> **What needs to be done**
Wherever the word "paint" appears in the entries, copy the whole line.

START Information provided

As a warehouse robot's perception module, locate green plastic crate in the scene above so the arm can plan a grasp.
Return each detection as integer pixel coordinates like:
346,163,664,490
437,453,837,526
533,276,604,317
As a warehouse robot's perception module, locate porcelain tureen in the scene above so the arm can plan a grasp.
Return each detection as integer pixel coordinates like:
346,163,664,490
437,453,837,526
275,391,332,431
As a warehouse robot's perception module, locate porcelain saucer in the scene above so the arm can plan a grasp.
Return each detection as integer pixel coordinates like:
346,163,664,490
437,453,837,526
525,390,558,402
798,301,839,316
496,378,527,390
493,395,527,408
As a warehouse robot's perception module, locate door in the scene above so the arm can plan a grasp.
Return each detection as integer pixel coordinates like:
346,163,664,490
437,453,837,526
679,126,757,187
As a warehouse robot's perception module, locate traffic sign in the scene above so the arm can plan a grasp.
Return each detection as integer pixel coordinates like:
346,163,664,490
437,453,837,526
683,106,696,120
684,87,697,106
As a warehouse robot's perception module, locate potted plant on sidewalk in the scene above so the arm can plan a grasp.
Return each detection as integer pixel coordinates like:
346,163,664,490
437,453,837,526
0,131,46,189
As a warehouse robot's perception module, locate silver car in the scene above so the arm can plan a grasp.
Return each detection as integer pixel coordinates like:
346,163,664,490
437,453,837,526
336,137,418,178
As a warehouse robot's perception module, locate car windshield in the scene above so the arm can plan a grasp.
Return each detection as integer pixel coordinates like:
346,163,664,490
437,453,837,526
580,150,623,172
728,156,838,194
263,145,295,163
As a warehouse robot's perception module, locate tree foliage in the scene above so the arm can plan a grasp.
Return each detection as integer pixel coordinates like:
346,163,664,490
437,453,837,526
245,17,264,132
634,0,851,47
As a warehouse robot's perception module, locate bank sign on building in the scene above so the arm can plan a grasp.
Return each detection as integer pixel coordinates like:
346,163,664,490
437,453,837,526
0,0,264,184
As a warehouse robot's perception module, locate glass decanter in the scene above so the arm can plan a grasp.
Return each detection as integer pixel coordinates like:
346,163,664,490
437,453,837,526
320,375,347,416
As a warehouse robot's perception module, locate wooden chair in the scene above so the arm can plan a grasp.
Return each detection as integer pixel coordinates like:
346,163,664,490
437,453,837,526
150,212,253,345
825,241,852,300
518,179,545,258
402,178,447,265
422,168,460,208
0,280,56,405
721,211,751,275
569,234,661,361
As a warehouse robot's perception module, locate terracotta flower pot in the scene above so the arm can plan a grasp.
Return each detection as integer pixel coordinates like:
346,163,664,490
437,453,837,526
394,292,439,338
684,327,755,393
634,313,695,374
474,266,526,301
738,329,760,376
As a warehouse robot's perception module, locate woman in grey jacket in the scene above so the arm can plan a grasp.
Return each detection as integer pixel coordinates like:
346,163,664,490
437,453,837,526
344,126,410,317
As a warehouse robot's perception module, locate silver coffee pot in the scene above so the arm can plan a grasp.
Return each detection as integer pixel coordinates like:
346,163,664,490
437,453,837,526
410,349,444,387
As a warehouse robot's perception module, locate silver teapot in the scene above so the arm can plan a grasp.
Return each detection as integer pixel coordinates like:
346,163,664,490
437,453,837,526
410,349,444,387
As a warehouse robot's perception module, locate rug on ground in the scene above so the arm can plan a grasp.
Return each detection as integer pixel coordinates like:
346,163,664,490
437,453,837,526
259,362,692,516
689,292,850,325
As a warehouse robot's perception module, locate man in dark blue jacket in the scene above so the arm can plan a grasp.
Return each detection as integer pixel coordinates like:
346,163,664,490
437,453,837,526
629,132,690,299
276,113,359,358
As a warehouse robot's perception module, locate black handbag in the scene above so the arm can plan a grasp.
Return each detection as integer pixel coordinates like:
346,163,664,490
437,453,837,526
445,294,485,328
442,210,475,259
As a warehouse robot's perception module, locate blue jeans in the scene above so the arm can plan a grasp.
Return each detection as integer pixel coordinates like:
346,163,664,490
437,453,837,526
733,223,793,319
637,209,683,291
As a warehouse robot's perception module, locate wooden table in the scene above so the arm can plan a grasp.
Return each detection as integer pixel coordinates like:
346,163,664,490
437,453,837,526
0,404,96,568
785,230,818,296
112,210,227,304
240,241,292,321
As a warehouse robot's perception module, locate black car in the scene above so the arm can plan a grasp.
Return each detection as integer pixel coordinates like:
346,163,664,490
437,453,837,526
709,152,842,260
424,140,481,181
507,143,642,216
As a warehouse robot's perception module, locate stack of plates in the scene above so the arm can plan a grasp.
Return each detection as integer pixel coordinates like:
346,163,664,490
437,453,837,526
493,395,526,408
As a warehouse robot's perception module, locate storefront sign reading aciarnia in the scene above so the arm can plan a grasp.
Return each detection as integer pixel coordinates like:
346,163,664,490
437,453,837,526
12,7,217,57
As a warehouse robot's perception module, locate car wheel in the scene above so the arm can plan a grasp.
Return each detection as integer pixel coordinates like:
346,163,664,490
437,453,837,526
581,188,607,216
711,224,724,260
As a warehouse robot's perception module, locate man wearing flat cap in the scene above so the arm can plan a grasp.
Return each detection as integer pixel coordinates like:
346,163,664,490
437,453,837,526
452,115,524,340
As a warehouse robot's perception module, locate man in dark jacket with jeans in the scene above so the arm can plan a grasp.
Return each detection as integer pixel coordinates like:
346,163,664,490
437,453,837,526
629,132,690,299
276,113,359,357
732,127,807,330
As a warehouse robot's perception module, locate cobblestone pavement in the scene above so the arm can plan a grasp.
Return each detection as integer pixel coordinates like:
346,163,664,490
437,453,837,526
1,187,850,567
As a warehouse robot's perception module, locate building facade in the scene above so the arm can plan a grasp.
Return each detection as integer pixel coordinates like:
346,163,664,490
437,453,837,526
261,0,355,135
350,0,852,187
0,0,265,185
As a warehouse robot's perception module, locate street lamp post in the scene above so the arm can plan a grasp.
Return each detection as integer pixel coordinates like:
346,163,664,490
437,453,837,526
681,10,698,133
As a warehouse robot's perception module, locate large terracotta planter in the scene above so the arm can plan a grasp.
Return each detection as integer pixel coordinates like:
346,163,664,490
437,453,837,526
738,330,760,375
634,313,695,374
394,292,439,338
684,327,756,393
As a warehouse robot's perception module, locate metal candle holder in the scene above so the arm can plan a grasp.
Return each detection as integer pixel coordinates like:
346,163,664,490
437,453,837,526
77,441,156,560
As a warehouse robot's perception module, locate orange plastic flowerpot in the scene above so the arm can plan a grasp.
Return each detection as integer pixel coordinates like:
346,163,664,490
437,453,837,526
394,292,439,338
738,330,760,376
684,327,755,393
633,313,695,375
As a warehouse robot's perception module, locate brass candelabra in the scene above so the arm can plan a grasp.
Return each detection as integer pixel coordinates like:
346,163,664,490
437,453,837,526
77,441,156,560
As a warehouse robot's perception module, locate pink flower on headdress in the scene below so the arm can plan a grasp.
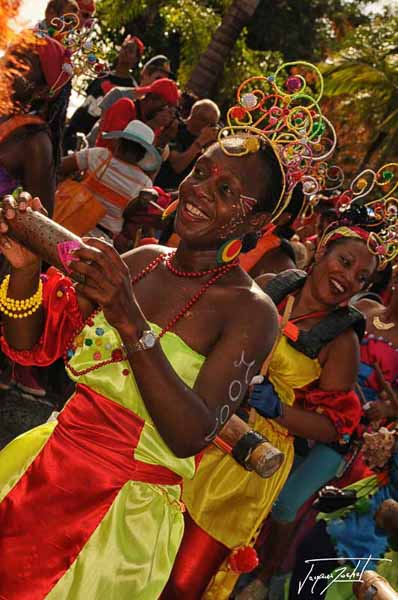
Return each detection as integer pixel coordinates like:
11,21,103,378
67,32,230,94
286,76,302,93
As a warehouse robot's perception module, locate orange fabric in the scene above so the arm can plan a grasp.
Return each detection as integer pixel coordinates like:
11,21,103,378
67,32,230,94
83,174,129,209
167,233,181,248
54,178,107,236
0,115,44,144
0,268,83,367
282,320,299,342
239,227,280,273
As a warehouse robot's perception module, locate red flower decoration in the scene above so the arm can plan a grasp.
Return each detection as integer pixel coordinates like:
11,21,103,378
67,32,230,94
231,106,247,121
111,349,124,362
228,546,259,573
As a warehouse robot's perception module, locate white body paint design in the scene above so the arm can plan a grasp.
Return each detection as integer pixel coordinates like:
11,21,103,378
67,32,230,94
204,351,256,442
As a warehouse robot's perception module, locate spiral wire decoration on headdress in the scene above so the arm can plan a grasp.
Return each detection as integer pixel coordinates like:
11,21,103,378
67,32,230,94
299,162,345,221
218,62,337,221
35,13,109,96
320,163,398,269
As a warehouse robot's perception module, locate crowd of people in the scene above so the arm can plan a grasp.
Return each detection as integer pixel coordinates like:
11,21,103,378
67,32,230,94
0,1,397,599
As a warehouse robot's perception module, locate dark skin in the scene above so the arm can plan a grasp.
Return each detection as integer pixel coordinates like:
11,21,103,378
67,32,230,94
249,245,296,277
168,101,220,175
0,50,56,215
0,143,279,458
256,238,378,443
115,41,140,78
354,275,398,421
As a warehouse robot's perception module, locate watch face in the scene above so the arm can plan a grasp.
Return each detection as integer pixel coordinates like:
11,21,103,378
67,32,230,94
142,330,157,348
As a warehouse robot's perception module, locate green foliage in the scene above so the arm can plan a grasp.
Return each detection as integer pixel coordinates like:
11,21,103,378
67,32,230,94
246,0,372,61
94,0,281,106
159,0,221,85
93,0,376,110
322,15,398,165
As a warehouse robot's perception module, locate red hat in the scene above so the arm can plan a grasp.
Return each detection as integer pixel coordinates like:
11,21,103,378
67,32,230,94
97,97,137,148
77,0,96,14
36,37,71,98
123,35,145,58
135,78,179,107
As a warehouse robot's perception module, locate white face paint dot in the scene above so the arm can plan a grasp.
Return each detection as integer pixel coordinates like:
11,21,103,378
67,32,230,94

END Information provided

> **Solution to this task**
As a warehouse robot's perception module, locate white body paint design in the scene above so the arm can plan a grasp.
As a warehouse robot's perception module, locate white face paint dot in the scene above so the arm can plan a grasp.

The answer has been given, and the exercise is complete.